Brano estratto
....
Ora tutto sembra andare alla grande per Rich, ma non lo era 21 anni prima quando era duro organizzare una Big Band propulsiva. Proprio in quel periodo post-bellico stava affermandosi il trend dei piccoli complessi, aiutato da declino del ballo.
E quando i gestori delle sale da ballo chiesero a Rich di abbassare il tono del jazz, si fece arrogante insistendo che avrebbe fatto a modo suo ("Questo e' cio' che suono, prendere o lasciare!"). L'avventura della Big Band non duro' a lungo.
In seguito riprese a costituire Big Band e ancora una volta gli scettici predissero che le band non sarebbero durate. A Las Vegas, in particolare, ci si chiedeva non se, ma quando Rich sarebbe tornato con HarryJames a ritirare il suo cospicuo assegno settimanale.

Queste previsioni spinsero Rich a sbugiardare i suoi detrattori?
....
Dati forniti
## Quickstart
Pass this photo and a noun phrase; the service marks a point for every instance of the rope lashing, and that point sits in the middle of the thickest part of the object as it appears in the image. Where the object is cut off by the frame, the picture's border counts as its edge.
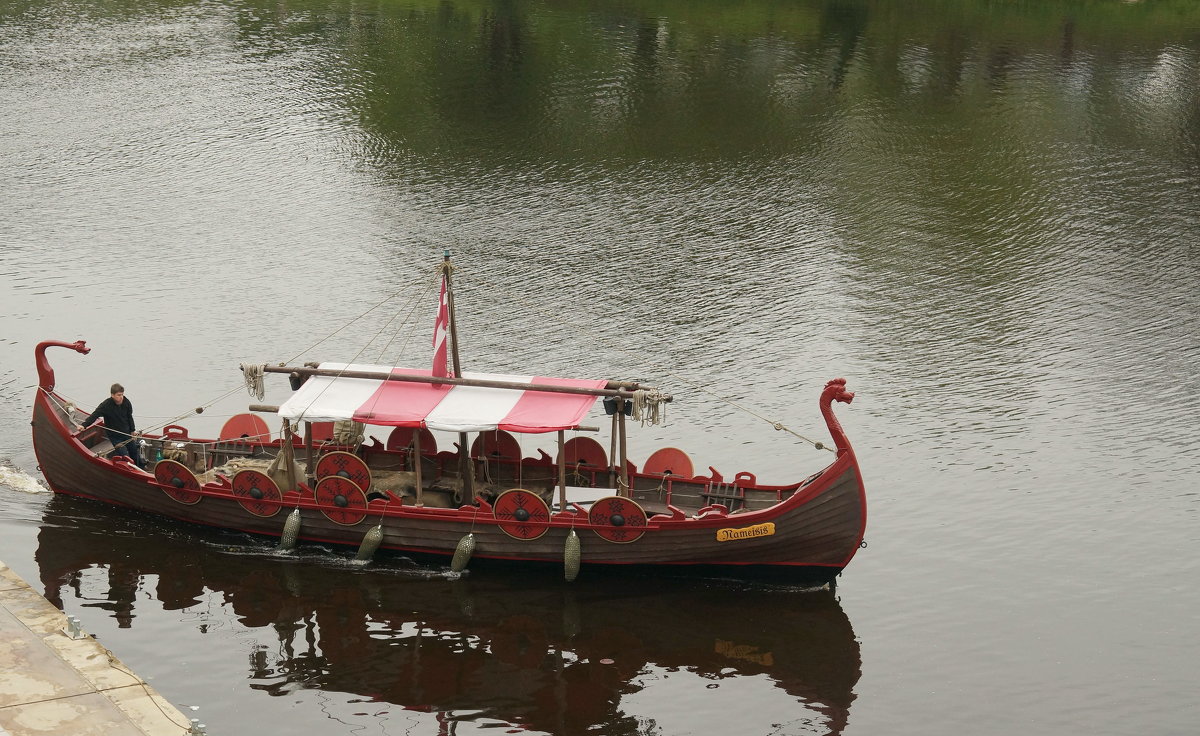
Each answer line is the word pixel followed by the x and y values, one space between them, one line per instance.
pixel 649 406
pixel 255 383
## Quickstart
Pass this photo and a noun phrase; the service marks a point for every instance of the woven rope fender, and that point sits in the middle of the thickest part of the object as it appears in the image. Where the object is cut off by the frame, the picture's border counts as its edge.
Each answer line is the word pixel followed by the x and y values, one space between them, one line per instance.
pixel 571 556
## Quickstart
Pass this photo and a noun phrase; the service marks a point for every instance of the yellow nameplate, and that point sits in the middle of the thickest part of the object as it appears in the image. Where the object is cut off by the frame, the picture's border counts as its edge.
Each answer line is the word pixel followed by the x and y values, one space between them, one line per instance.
pixel 749 532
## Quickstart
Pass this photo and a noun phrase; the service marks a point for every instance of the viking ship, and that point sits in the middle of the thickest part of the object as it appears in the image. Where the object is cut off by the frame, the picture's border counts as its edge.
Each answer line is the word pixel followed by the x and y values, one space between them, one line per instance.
pixel 585 509
pixel 414 639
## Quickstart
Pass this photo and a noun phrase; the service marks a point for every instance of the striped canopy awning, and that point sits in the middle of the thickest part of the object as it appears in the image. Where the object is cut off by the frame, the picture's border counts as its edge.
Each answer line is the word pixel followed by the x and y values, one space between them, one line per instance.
pixel 456 408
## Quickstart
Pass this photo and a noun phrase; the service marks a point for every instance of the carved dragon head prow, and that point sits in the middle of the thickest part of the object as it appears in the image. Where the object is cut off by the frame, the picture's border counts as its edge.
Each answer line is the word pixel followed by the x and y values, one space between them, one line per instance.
pixel 45 372
pixel 835 390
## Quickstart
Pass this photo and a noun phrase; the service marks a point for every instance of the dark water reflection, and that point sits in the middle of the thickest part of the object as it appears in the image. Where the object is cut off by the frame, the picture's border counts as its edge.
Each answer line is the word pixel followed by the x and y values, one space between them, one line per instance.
pixel 540 657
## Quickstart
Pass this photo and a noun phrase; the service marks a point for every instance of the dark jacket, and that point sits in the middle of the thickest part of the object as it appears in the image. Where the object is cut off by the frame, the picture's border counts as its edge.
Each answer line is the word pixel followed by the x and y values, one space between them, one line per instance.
pixel 117 417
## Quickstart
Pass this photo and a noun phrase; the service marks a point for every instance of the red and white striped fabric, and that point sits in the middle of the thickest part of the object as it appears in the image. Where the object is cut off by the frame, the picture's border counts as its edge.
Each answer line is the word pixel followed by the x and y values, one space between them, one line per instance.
pixel 441 329
pixel 455 408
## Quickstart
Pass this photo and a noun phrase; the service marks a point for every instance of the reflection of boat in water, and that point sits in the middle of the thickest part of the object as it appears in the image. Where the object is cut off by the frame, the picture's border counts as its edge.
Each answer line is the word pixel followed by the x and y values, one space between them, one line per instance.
pixel 497 646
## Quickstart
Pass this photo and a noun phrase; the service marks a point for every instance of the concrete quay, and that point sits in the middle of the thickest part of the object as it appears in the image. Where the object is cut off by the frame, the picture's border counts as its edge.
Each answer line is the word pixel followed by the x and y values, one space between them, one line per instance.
pixel 54 683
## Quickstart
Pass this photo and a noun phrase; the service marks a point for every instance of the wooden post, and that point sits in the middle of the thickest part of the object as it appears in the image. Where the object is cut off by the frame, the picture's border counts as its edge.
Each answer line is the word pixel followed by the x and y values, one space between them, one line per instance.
pixel 417 465
pixel 612 453
pixel 289 455
pixel 307 446
pixel 624 461
pixel 467 467
pixel 562 470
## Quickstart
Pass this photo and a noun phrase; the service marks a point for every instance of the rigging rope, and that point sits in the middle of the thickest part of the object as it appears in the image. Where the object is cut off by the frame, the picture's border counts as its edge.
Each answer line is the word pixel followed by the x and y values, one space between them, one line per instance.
pixel 778 425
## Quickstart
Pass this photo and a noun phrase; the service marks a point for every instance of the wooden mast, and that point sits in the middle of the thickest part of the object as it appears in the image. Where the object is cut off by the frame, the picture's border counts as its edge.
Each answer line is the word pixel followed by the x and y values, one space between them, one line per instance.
pixel 467 471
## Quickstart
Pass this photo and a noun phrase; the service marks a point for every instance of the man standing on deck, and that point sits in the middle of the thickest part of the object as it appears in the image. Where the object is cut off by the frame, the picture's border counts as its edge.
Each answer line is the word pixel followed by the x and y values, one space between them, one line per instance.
pixel 118 414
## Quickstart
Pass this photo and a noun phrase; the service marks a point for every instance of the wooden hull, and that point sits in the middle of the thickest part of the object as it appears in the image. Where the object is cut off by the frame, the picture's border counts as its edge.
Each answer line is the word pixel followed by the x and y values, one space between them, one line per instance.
pixel 804 539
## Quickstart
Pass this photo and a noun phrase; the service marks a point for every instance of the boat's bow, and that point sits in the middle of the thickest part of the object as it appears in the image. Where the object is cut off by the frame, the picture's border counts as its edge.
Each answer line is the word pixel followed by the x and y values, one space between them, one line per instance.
pixel 45 372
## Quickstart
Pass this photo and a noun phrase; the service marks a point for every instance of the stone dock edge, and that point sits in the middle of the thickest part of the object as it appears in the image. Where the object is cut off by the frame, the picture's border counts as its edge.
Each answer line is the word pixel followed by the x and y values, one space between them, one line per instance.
pixel 54 683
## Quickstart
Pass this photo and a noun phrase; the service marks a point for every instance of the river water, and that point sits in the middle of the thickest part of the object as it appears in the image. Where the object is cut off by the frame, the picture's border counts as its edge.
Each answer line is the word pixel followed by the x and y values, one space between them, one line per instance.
pixel 984 215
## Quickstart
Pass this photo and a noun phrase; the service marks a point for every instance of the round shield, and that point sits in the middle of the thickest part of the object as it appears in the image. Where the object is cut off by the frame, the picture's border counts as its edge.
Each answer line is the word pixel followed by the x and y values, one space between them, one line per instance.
pixel 345 465
pixel 178 482
pixel 257 492
pixel 522 514
pixel 617 519
pixel 341 501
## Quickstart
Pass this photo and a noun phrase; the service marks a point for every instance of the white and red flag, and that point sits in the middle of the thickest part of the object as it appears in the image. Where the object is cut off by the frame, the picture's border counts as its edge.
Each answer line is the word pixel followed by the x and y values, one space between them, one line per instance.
pixel 441 330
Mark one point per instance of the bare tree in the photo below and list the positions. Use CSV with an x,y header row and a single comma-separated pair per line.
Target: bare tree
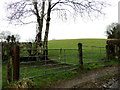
x,y
39,11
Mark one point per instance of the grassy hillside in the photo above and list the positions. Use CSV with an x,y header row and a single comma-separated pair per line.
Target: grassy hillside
x,y
72,43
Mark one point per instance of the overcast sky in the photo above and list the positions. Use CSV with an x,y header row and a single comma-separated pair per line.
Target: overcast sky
x,y
80,28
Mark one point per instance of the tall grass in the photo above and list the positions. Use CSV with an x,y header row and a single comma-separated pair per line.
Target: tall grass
x,y
65,44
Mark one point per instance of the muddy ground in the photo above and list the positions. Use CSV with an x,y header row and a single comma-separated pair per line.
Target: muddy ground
x,y
106,77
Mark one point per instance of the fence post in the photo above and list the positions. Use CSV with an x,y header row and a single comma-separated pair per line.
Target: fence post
x,y
16,63
80,55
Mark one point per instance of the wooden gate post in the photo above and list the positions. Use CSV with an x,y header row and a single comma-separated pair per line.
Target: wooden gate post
x,y
16,63
80,55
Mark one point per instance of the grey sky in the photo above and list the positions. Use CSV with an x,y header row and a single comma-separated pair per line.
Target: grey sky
x,y
81,28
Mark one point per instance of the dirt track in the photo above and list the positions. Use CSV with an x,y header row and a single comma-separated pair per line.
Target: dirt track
x,y
90,76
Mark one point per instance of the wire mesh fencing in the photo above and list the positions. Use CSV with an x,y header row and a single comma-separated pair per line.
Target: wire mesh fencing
x,y
93,54
34,63
57,61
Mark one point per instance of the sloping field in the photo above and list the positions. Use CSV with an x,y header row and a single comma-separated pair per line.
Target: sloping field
x,y
72,43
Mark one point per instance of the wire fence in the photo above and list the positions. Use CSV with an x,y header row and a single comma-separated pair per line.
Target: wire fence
x,y
27,64
57,61
93,54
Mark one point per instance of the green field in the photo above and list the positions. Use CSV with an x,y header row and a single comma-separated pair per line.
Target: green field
x,y
72,43
90,54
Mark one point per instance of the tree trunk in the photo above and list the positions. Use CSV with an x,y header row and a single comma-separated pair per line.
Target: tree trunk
x,y
40,26
45,46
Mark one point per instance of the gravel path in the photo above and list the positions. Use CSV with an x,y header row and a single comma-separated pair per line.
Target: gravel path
x,y
89,76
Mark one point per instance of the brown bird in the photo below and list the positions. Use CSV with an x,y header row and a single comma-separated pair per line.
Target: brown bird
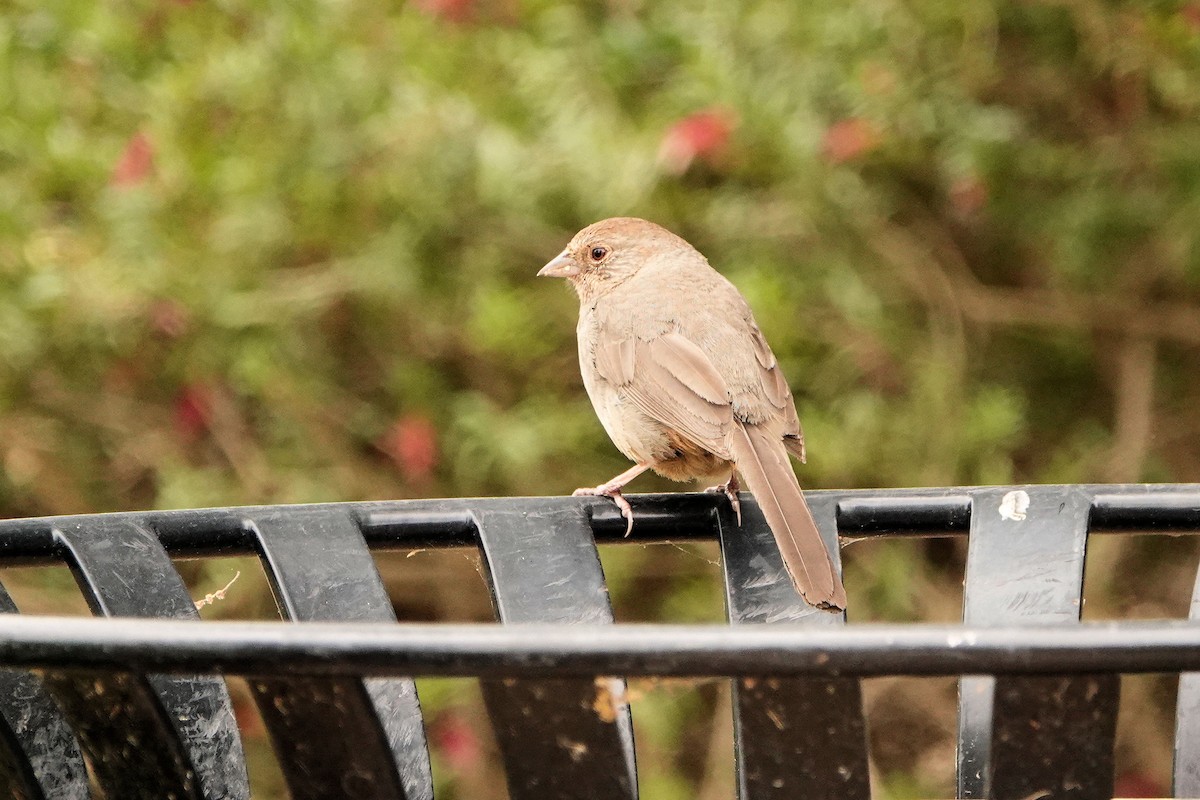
x,y
685,384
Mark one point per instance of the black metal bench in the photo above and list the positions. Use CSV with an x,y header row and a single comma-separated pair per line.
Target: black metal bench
x,y
143,703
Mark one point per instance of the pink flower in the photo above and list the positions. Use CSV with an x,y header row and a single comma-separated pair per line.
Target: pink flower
x,y
703,134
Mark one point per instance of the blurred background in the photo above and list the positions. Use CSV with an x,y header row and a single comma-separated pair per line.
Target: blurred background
x,y
285,253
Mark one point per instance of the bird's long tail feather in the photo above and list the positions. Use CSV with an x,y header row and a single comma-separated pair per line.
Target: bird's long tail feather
x,y
768,474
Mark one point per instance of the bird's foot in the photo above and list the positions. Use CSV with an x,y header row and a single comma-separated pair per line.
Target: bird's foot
x,y
731,488
611,491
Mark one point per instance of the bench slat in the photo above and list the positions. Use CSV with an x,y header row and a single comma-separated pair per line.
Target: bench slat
x,y
793,738
1186,777
40,756
1032,737
559,738
360,738
124,571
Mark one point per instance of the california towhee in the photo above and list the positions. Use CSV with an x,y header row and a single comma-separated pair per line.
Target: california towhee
x,y
685,384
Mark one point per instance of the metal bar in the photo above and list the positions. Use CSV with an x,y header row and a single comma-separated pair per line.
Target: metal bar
x,y
579,650
1186,774
685,516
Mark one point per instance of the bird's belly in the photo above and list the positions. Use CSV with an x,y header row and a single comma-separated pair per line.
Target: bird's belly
x,y
647,440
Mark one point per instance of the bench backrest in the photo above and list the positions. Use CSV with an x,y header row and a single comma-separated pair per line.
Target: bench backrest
x,y
153,735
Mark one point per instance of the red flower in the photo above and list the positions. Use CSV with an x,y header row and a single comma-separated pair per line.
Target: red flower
x,y
193,410
454,11
703,134
136,162
456,740
412,443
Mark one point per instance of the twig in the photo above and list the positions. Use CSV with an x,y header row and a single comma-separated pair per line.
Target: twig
x,y
213,596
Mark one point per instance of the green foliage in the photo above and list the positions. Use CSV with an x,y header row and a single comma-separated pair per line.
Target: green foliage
x,y
285,254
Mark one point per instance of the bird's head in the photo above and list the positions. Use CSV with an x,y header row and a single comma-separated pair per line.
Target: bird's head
x,y
607,253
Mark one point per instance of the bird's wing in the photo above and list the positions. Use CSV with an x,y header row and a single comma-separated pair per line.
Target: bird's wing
x,y
670,379
775,390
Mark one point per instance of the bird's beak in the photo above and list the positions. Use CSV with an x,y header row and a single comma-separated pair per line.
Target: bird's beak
x,y
563,266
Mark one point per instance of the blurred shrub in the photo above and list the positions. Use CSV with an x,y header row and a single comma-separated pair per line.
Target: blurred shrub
x,y
286,253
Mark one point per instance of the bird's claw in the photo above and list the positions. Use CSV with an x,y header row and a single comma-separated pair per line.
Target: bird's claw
x,y
730,489
612,493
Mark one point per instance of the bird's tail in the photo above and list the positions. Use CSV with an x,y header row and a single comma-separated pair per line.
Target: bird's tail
x,y
768,474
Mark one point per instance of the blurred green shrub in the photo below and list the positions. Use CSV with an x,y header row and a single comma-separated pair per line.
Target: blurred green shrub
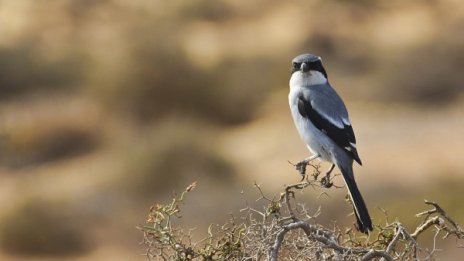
x,y
177,153
30,145
23,70
38,228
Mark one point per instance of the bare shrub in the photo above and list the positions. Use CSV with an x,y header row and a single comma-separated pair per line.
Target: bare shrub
x,y
285,229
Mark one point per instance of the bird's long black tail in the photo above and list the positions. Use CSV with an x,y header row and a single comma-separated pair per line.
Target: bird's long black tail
x,y
360,209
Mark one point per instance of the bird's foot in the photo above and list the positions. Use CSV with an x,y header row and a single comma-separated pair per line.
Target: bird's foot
x,y
325,181
301,167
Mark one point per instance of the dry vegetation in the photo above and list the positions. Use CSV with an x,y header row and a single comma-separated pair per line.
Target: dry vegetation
x,y
283,228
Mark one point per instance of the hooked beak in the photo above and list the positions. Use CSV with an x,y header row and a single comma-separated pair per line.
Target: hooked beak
x,y
304,67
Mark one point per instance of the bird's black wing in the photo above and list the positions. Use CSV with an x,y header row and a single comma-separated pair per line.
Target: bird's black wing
x,y
343,137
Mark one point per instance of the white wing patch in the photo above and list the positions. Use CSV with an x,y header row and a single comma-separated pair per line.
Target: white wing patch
x,y
335,121
346,121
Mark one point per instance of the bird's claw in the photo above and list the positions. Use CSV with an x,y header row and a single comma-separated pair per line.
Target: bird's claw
x,y
325,182
301,167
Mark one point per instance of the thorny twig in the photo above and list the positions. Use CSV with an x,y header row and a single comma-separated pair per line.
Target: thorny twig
x,y
285,230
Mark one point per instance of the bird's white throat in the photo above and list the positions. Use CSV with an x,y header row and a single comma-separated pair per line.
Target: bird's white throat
x,y
307,79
....
Istruzioni
Riproduci, per favore, il passo del brano su Rich e la sua Big Band che si apre con le parole contenenti "E quando i gestori" e si chiude con "cospicuo assegno settimanale.". Le voci costituiscono un materiale a sé, distinto dal brano.

Risultato
E quando i gestori delle sale da ballo chiesero a Rich di abbassare il tono del jazz, si fece arrogante insistendo che avrebbe fatto a modo suo ("Questo e' cio' che suono, prendere o lasciare!"). L'avventura della Big Band non duro' a lungo.
In seguito riprese a costituire Big Band e ancora una volta gli scettici predissero che le band non sarebbero durate. A Las Vegas, in particolare, ci si chiedeva non se, ma quando Rich sarebbe tornato con HarryJames a ritirare il suo cospicuo assegno settimanale.